• [TASK PROMPT]
Each record must be copied in full and unchanged; any image it holds is excluded.

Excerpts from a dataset
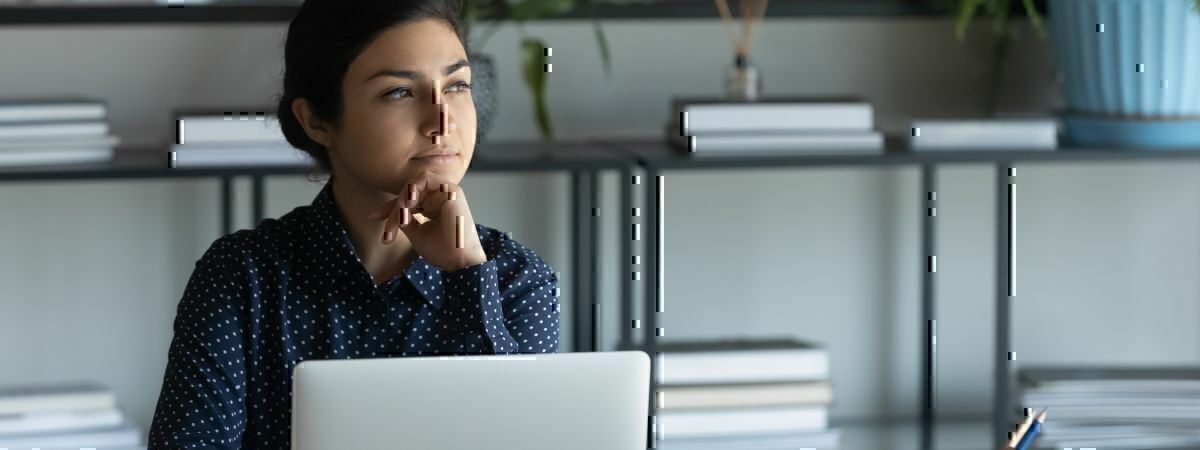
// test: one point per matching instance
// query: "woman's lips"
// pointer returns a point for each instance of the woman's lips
(437, 159)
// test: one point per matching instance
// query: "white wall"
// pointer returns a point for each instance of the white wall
(1107, 252)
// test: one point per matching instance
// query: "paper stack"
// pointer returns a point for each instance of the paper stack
(1115, 407)
(63, 415)
(54, 131)
(226, 139)
(984, 135)
(708, 126)
(744, 394)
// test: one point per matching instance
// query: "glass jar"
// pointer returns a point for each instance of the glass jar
(742, 79)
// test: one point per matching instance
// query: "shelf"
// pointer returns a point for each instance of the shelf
(144, 15)
(283, 13)
(151, 162)
(659, 155)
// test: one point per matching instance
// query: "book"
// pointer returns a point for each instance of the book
(192, 155)
(742, 360)
(64, 108)
(52, 131)
(777, 143)
(1111, 379)
(123, 436)
(783, 113)
(811, 439)
(58, 396)
(55, 156)
(228, 129)
(1133, 407)
(47, 421)
(84, 142)
(984, 135)
(712, 423)
(744, 395)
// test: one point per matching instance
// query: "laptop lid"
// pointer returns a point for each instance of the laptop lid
(557, 401)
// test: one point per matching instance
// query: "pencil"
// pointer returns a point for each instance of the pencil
(1027, 439)
(1020, 431)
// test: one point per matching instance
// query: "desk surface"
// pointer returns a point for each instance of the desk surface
(657, 154)
(502, 156)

• [REPLY]
// test: one point per matching instance
// query: "woman's lips"
// pointer returns a point for each instance of the woman's lips
(437, 159)
// test: one point per matching instance
// query: "white wall"
// pointer returns a point for each instance of the white wall
(1107, 252)
// test: one point per matching instance
// query: "paper stack"
// pointer returns a point for each instance of the paper stack
(1115, 407)
(63, 415)
(54, 131)
(226, 139)
(984, 135)
(708, 126)
(744, 394)
// test: one point per matching instance
// query: "glass jar"
// pointer returns a point for each instance of the glass jar
(742, 79)
// test: one point per matching instance
// query: "shelf"
// pointer returns a point for each instance of the shelf
(144, 15)
(283, 13)
(151, 162)
(659, 155)
// test: one point per matching instance
// query: "book"
// pointer returns a point for each instance of the book
(192, 155)
(742, 360)
(64, 108)
(52, 131)
(777, 143)
(1111, 379)
(123, 436)
(783, 113)
(811, 439)
(58, 396)
(55, 156)
(228, 129)
(1133, 407)
(47, 421)
(84, 142)
(984, 135)
(712, 423)
(744, 395)
// test: one point per matching instance
// query: "laptop lid"
// pointer returns a point for each instance of the laptop lid
(557, 401)
// test: one point per matching instance
// query: "pencil"
// pointer returns a point for each instance of the pencil
(1027, 439)
(1020, 431)
// test: one point per matching instance
// query: "desk surface"
// pointer returns a point for each instance of the desk surface
(657, 154)
(502, 156)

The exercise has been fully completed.